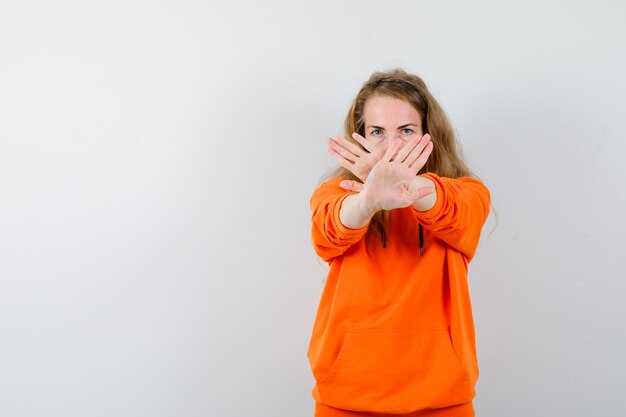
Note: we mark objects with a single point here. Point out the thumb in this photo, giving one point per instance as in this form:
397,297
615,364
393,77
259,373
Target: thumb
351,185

--

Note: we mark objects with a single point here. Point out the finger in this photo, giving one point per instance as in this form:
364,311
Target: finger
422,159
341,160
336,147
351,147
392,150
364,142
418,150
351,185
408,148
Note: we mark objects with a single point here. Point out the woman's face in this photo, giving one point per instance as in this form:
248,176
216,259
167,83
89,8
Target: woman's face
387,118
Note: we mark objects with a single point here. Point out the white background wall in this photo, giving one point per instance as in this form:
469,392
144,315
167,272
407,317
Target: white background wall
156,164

▶ [The problem]
From the data above, gather every line that includes the word "point".

▶ [Written response]
Note: we mark objects with a single point here. Point out the thumb in this photo, giving one point per instance as in this form:
Note: we mark objects with a single point here. Point out the finger in this photo, giving one point per instance as in this form:
Note: we mark objects with a single point here. Point out the woman's face in this photo, giving one point per instance as in this form:
Note: we mark objects with a single point here. Point out the white background wall in this photo, giving one point per instance as in this form:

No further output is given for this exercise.